* [EXERCISE DETAILS] Turn every line of the material below into a JSON list of strings, one string per line, leaving out blank lines.

* [EXERCISE INPUTS]
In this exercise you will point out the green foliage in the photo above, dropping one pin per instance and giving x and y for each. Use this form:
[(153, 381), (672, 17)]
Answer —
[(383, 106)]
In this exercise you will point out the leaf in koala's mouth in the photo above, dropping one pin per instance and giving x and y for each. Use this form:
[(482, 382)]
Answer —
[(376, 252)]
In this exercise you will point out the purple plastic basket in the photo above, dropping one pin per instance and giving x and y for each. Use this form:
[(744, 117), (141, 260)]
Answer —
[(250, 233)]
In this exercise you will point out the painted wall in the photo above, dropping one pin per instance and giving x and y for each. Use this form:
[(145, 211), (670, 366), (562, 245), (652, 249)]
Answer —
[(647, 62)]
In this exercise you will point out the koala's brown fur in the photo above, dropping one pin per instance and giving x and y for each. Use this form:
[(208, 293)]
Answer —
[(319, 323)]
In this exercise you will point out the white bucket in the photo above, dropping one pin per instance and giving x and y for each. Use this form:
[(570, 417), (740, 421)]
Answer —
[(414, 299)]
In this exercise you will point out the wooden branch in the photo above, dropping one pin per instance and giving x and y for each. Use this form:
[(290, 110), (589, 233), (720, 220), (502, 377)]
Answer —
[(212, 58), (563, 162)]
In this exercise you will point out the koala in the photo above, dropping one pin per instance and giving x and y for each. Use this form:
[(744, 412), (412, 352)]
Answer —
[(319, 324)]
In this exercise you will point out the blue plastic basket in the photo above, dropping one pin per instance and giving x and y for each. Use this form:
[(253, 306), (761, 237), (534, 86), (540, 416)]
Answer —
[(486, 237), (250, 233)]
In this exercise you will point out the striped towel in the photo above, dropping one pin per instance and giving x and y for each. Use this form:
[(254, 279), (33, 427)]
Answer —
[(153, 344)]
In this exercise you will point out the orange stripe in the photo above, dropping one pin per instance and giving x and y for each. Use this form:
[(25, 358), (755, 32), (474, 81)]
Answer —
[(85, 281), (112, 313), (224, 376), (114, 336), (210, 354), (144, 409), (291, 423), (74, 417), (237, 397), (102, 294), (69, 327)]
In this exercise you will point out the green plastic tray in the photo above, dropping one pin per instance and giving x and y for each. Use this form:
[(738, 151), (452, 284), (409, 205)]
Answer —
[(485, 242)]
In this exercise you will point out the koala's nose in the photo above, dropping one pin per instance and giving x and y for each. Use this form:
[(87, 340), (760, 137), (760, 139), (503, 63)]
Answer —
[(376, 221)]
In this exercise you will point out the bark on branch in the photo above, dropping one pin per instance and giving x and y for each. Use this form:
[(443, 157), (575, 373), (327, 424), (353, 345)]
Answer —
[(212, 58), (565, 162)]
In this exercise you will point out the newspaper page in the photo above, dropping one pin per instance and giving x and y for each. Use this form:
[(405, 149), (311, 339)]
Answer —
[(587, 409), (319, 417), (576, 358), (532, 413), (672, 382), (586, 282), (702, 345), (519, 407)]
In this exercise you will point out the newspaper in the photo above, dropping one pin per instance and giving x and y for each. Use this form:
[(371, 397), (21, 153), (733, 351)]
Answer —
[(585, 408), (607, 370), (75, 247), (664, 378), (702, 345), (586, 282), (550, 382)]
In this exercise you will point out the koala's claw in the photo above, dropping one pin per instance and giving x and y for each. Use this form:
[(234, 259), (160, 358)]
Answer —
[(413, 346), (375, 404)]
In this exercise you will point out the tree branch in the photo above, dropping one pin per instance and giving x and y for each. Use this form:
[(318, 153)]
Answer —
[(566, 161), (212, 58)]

* [FULL OUTPUT]
[
  "In this exercise you will point out the green foliage in the photo above, dropping one pin per instance and giving x and y for each. Use this form:",
  "[(153, 381), (672, 17)]",
  "Answer —",
  "[(383, 106)]",
  "In this exercise you will point out the leaf in koala's mouth in the photo above, dropping one pin per instance and giving x and y for each. Use this form:",
  "[(482, 382)]",
  "Answer —",
  "[(376, 252)]",
  "In this exercise you will point out the purple plastic basket in the photo above, dropping one pin per instance and giving x and y for each. Use this form:",
  "[(744, 117), (141, 260)]",
  "Answer —",
  "[(250, 233)]",
  "In this exercise you will point out the painted wall in the photo above, dropping one pin per instance and giving x and y for each. Use this form:",
  "[(145, 211), (670, 366), (562, 245), (652, 249)]",
  "Answer —",
  "[(647, 62)]",
  "In this exercise you will point out the koala's brown fur in the photo above, dropping one pin per instance and giving x and y for each. Use this form:",
  "[(208, 293)]",
  "Answer —",
  "[(319, 323)]",
  "In this exercise you will point out the white bucket in the photo above, dropping one pin per instance and giving x and y for each. Use this form:",
  "[(570, 417), (740, 421)]",
  "Answer —",
  "[(414, 299)]",
  "In this exercise you will point out the wooden branch in the photo above, dropping one pin per instance and giving x and y for each. Use this form:",
  "[(290, 110), (589, 233), (720, 220), (502, 377)]",
  "Answer —",
  "[(212, 58), (563, 162)]",
  "In this exercise you will point out the koala in the photo above, dropping one pin per instance and giving x and y for each. Use this form:",
  "[(744, 412), (412, 352)]",
  "Answer —",
  "[(319, 324)]",
  "In this exercise you will point out the blue plastic basket in the photo above, dropping one pin per instance and giving x and y for each. Use this form:",
  "[(253, 306), (761, 237), (534, 86), (540, 416)]",
  "Answer —",
  "[(486, 237), (250, 233)]",
  "In this exercise you will point out the striped towel in the photo above, dropping one pin per instance and giving x and y for each. Use this form:",
  "[(254, 279), (33, 427)]",
  "Answer —",
  "[(153, 344)]",
  "In this exercise you will point out the orange stripe in the photo above, dropping one pin per instance and giving x and y for each. Use this form:",
  "[(25, 358), (755, 32), (474, 81)]",
  "Answer —",
  "[(85, 281), (112, 313), (224, 376), (114, 336), (210, 354), (144, 409), (291, 423), (74, 417), (237, 397), (102, 294), (69, 327)]",
  "In this exercise you will point out the green plastic tray in the photo above, dropping one pin per instance and giving x and y for each. Use this form:",
  "[(738, 151), (452, 284), (409, 205)]",
  "Answer —",
  "[(485, 242)]",
  "In this exercise you will point out the koala's nose in the photo above, dropping one pin per instance and giving x and y for each. Use this form:",
  "[(87, 340), (760, 137), (760, 139), (503, 63)]",
  "Answer —",
  "[(376, 221)]",
  "In this exercise you will point out the bark on branch in the photo above, dropping one pin per instance and giving x and y for each. Use this form:",
  "[(443, 157), (575, 373), (327, 424), (353, 345)]",
  "Answer —",
  "[(212, 58), (565, 162)]",
  "In this exercise you will point out the newspaper page in the photo above, dropping one pin per instance and giving x and y for each. Use this form:",
  "[(405, 149), (311, 339)]",
  "Answer —",
  "[(587, 409), (319, 417), (576, 358), (532, 413), (672, 382), (586, 282), (702, 345), (519, 407)]",
  "In this exercise you will point out the newspaper in the photo above, dropping one pin per instance and giving x and y for each. Use this form:",
  "[(371, 397), (21, 153), (733, 351)]",
  "Answer —",
  "[(585, 408), (607, 370), (75, 247), (664, 378), (702, 345), (586, 282), (550, 382)]",
  "In this exercise you will point out the koala's claw in the photo above, dropping one pin per instance and giving x and y for each. Use this form:",
  "[(234, 259), (160, 358)]",
  "Answer —",
  "[(413, 346), (375, 404)]",
  "In this exercise you will point out the tree branch in the photo above, dropping one pin per instance and giving x and y for each. Use this form:",
  "[(318, 153)]",
  "Answer —",
  "[(566, 161), (212, 58)]"
]